French actor (born 1966)

Olivier Martinez (born 12 January 1966)
is a French actor. He became well known after roles in several French films such as Un, deux, trois, soleil (1993), which garnered him the César Award for "Most Promising Actor", The Horseman on the Roof (1995), and The Chambermaid on the Titanic (1997). He has also appeared in Hollywood-produced features, including the drama Before Night Falls (2000) and the erotic thriller Unfaithful (2002), and playing the role of a French drug lord in the action-crime-thriller S.W.A.T. (2003).

==Early life==
Martinez was born in Paris, France, to a working-class family. His father was a Spanish professional boxer and his mother was a French secretary. Olivier trained as a boxer and dreamed to become a professional boxer, but after trauma decided to become an actor. He studied at the CNSAD and began his acting career in his native France in 1990. Martinez was raised Catholic.

_ _ _ _

What this task involves:
Can you output the biography of Olivier Martinez in full, word for word? None of the lines that come next relate to the biography of Olivier Martinez.

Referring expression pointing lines
_ _ _ _

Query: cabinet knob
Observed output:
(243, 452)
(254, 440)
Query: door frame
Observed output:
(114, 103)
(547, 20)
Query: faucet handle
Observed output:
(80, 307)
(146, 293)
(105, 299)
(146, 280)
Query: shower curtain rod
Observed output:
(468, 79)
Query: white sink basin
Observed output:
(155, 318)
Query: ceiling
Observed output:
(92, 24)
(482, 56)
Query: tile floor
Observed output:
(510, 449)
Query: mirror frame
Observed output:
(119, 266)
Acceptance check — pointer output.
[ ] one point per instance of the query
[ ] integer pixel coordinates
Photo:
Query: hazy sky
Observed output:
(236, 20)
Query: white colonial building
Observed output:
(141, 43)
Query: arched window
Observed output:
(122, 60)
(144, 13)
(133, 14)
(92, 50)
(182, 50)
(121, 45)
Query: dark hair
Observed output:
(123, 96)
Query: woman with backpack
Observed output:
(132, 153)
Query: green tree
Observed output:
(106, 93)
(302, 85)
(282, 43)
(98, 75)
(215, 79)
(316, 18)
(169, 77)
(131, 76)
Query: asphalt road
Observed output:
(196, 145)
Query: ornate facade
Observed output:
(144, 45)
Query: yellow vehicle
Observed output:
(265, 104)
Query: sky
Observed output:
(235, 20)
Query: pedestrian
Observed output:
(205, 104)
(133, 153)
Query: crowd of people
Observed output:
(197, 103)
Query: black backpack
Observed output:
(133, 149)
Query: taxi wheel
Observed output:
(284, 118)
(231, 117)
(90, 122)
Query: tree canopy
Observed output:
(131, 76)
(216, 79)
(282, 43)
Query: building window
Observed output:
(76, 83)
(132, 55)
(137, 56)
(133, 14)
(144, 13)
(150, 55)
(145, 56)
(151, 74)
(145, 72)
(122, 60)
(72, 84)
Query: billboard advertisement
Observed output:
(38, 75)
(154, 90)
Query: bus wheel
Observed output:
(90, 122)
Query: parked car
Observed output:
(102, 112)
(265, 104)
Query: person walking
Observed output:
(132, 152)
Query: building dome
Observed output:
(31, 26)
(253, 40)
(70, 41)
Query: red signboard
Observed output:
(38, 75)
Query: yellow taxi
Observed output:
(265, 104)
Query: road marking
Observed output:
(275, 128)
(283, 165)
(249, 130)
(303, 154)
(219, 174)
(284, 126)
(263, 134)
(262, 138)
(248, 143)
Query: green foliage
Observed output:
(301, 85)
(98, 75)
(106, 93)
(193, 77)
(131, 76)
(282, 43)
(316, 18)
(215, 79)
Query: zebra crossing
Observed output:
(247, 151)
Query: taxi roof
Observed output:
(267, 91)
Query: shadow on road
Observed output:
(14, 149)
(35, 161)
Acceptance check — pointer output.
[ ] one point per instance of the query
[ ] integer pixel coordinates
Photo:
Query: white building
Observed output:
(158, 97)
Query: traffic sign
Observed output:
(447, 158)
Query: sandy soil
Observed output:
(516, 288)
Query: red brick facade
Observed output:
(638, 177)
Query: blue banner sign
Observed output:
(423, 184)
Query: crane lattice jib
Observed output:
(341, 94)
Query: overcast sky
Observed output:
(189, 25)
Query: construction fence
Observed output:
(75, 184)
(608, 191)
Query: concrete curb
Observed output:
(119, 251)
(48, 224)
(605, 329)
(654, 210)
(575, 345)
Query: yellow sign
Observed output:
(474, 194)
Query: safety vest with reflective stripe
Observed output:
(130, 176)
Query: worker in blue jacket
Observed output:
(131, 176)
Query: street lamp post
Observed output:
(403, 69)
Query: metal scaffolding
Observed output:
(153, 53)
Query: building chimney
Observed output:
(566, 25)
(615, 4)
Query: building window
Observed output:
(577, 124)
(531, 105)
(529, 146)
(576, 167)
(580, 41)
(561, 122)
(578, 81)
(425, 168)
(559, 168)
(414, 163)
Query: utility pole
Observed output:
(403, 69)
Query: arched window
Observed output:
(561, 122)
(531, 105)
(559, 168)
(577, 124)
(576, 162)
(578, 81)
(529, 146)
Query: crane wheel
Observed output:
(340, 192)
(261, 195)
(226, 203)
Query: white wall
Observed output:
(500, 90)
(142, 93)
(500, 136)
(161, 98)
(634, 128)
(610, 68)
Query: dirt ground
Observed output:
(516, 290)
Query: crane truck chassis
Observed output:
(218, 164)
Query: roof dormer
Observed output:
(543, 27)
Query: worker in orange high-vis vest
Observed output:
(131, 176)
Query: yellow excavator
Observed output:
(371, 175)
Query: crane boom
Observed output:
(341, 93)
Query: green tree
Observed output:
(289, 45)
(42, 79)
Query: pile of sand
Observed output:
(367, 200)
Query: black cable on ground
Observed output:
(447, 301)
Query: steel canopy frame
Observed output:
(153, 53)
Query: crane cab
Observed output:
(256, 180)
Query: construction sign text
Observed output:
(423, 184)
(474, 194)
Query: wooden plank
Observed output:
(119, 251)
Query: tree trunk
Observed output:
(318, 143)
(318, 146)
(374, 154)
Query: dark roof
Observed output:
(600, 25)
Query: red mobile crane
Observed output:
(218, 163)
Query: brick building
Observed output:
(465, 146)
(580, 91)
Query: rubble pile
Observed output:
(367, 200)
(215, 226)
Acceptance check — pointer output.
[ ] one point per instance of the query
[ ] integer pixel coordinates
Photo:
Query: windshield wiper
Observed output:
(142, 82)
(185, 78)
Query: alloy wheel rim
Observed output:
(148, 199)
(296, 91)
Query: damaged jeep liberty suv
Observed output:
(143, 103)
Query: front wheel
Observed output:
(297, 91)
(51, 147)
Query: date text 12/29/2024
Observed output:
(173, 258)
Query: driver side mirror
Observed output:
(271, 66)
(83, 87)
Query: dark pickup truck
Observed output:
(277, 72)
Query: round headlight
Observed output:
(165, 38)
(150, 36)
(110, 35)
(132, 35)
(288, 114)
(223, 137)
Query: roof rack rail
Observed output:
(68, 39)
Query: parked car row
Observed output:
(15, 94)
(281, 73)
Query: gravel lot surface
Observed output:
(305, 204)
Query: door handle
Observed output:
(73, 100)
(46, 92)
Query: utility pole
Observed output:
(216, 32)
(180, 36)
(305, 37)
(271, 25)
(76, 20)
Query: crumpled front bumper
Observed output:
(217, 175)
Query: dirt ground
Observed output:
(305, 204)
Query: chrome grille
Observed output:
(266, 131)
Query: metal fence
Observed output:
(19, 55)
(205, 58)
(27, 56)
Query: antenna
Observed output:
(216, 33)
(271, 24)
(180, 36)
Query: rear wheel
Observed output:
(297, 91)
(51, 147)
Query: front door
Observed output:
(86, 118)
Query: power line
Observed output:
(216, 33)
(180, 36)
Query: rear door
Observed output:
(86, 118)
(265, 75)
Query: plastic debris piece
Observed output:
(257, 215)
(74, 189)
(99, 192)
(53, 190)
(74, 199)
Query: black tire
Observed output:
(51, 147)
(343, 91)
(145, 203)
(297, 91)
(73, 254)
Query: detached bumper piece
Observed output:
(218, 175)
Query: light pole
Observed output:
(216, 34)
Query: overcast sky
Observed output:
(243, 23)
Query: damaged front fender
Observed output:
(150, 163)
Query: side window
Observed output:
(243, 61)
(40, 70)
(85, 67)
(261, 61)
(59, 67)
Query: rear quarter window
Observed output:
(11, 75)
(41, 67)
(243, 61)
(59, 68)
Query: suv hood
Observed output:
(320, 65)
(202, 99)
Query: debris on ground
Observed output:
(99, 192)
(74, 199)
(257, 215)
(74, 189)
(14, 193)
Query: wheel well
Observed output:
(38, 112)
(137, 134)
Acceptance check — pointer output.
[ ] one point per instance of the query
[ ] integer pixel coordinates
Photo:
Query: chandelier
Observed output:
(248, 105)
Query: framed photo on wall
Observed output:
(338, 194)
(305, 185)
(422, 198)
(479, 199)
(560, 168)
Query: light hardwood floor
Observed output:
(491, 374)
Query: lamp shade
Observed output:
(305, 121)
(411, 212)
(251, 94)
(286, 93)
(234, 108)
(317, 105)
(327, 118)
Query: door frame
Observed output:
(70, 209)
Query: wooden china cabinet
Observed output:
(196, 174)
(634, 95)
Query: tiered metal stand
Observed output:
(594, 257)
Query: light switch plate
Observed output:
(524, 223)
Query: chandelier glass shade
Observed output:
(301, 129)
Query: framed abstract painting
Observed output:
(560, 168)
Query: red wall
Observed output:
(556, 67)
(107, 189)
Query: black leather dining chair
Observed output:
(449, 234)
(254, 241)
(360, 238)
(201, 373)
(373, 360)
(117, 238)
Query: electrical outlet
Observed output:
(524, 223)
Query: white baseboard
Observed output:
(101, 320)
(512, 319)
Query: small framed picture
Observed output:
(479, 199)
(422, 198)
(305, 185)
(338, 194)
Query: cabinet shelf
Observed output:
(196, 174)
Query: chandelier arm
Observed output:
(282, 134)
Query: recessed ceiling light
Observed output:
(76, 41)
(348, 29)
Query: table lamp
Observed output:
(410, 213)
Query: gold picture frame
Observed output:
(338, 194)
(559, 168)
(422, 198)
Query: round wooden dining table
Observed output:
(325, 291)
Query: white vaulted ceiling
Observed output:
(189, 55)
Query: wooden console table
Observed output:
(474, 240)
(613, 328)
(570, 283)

_ _ _ _

Response box:
French actor (born 1966)

Olivier Martinez (born 12 January 1966)
is a French actor. He became well known after roles in several French films such as Un, deux, trois, soleil (1993), which garnered him the César Award for "Most Promising Actor", The Horseman on the Roof (1995), and The Chambermaid on the Titanic (1997). He has also appeared in Hollywood-produced features, including the drama Before Night Falls (2000) and the erotic thriller Unfaithful (2002), and playing the role of a French drug lord in the action-crime-thriller S.W.A.T. (2003).

==Early life==
Martinez was born in Paris, France, to a working-class family. His father was a Spanish professional boxer and his mother was a French secretary. Olivier trained as a boxer and dreamed to become a professional boxer, but after trauma decided to become an actor. He studied at the CNSAD and began his acting career in his native France in 1990. Martinez was raised Catholic.